---- Quoted passage

Failed to start Elasticsearch. Error opening log file '/gc.log': Permission denied

Dear StackOverflow community,
I was running Kibana/Elasticsearch without a problem until installing a Kibana plugin. Then the service failed and I noticed that the problem is that Elasticsearch stopped. I tried several ways to fix it, and then even reinstalled all. But the problem still avoiding to launch Elasticsearch, even with a fresh installation.
Installation on Debian 9 using apt install.
systemctl start elasticsearch.service
results on:
Exception in thread "main" java.lang.RuntimeException: starting java failed with [1]
[0.000s][error][logging] Error opening log file '/gc.log': Permission denied
Full log with journalctl -xe
-- Unit elasticsearch.service has begun starting up.
Feb 07 14:09:06 Debian-911-stretch-64-minimal kibana[576]: {"type":"log","#timestamp":"2020-02-07T13:09:06Z","tags":["warning","elasticsearch","admin"],"pid":576,"message":"Unable to revive connection: http://localhost:9200/"}
Feb 07 14:09:06 Debian-911-stretch-64-minimal kibana[576]: {"type":"log","#timestamp":"2020-02-07T13:09:06Z","tags":["warning","elasticsearch","admin"],"pid":576,"message":"No living connections"}
Feb 07 14:09:06 Debian-911-stretch-64-minimal kibana[576]: {"type":"log","#timestamp":"2020-02-07T13:09:06Z","tags":["warning","elasticsearch","admin"],"pid":576,"message":"Unable to revive connection: http://localhost:9200/"}
Feb 07 14:09:06 Debian-911-stretch-64-minimal kibana[576]: {"type":"log","#timestamp":"2020-02-07T13:09:06Z","tags":["warning","elasticsearch","admin"],"pid":576,"message":"No living connections"}
Feb 07 14:09:06 Debian-911-stretch-64-minimal elasticsearch[2312]: Exception in thread "main" java.lang.RuntimeException: starting java failed with [1]
Feb 07 14:09:06 Debian-911-stretch-64-minimal elasticsearch[2312]: output:
Feb 07 14:09:06 Debian-911-stretch-64-minimal elasticsearch[2312]: [0.000s][error][logging] Error opening log file '/gc.log': Permission denied
Feb 07 14:09:06 Debian-911-stretch-64-minimal elasticsearch[2312]: [0.000s][error][logging] Initialization of output 'file=/var/log/elasticsearch/gc.log' using options 'filecount=32,filesize=64m' failed.

--------
---- Material shown

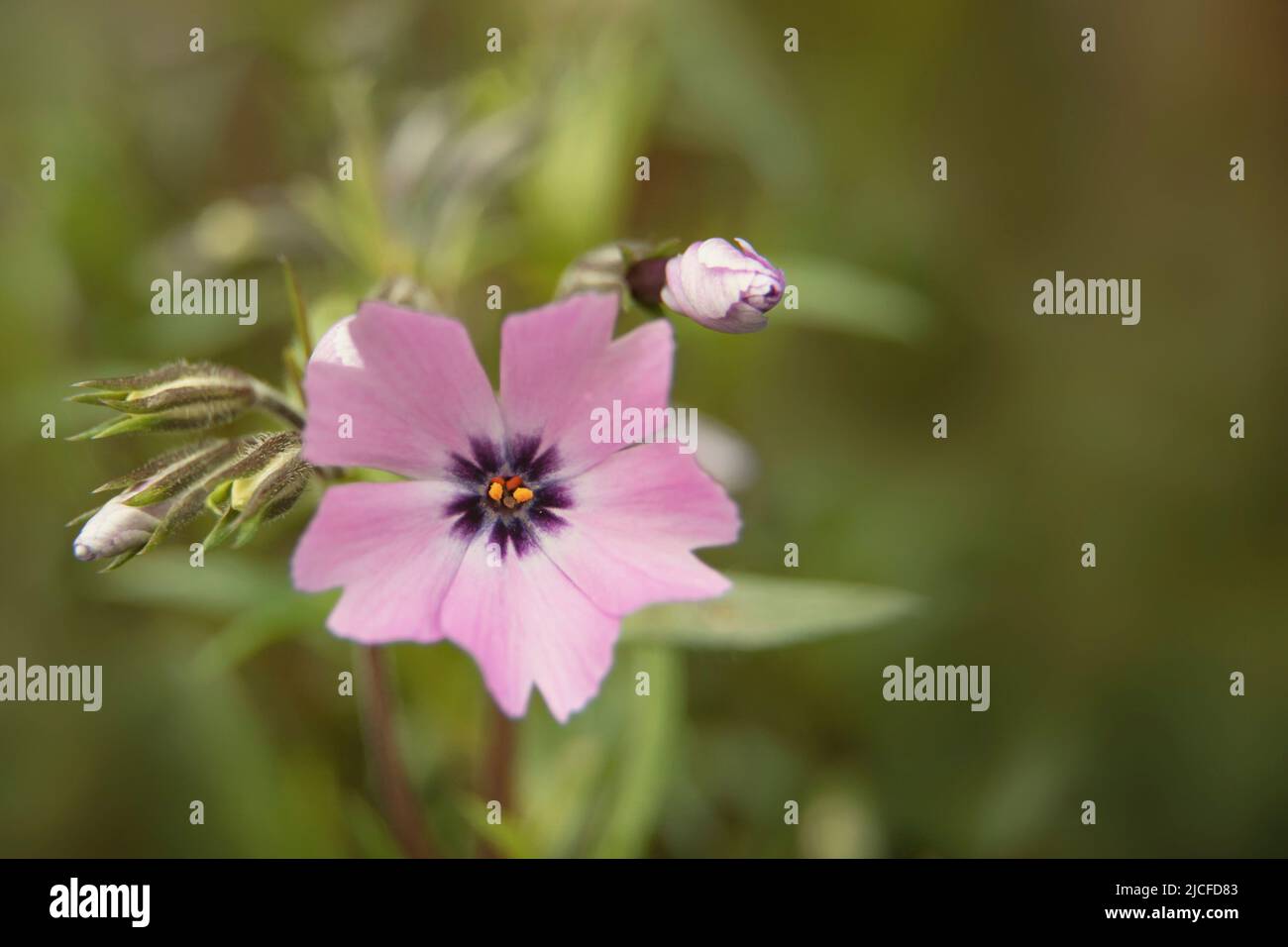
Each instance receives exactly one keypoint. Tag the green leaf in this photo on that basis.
(763, 612)
(840, 296)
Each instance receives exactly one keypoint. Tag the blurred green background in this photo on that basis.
(915, 298)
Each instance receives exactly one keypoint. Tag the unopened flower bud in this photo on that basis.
(262, 486)
(119, 528)
(722, 286)
(174, 397)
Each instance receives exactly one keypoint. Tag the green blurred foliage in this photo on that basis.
(475, 169)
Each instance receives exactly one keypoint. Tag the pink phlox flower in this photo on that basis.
(516, 535)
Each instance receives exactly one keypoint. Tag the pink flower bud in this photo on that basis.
(722, 286)
(117, 528)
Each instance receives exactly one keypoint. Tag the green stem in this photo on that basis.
(297, 315)
(274, 402)
(402, 808)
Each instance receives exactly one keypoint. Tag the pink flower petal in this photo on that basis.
(390, 547)
(411, 388)
(526, 624)
(631, 525)
(559, 363)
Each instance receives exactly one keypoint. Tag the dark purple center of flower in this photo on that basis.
(509, 489)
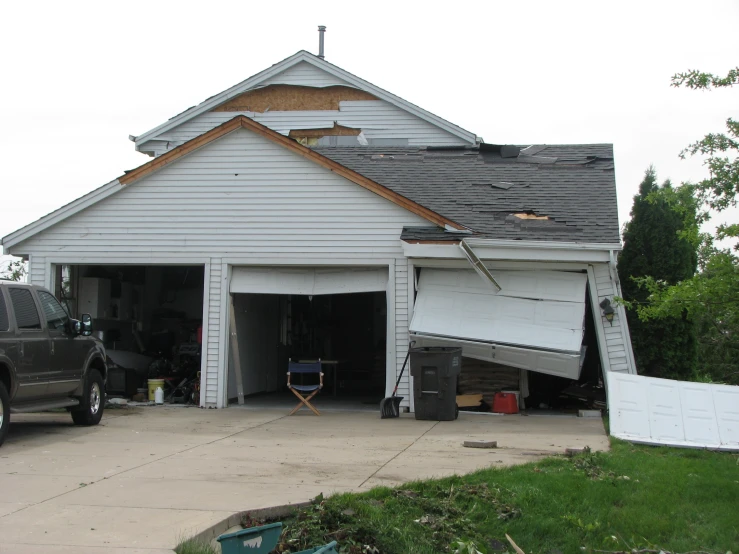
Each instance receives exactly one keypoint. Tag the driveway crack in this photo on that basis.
(146, 464)
(398, 454)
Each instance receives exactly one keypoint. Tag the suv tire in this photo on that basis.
(4, 413)
(92, 402)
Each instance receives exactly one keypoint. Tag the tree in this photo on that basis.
(711, 297)
(653, 246)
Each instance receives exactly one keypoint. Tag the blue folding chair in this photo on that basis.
(300, 390)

--------

[What you need to do]:
1. Summarize the Elasticsearch post in two sentences.
2. Transcribe the Elasticsearch post word for word, everything from "Failed to start" down to "a fresh installation.".
3. In the Elasticsearch post, which operating system was Elasticsearch installed on?

[Results by task]:
1. After a Kibana plugin was installed, Elasticsearch stopped, and the poster could not launch it even after a fresh reinstallation on Debian 9 with apt install. Running systemctl start elasticsearch.service fails with a Java RuntimeException and an error that the log file '/gc.log' cannot be opened because permission is denied.

2.
Failed to start Elasticsearch. Error opening log file '/gc.log': Permission denied

Dear StackOverflow community,
I was running Kibana/Elasticsearch without a problem until installing a Kibana plugin. Then the service failed and I noticed that the problem is that Elasticsearch stopped. I tried several ways to fix it, and then even reinstalled all. But the problem still avoiding to launch Elasticsearch, even with a fresh installation.

3. Debian 9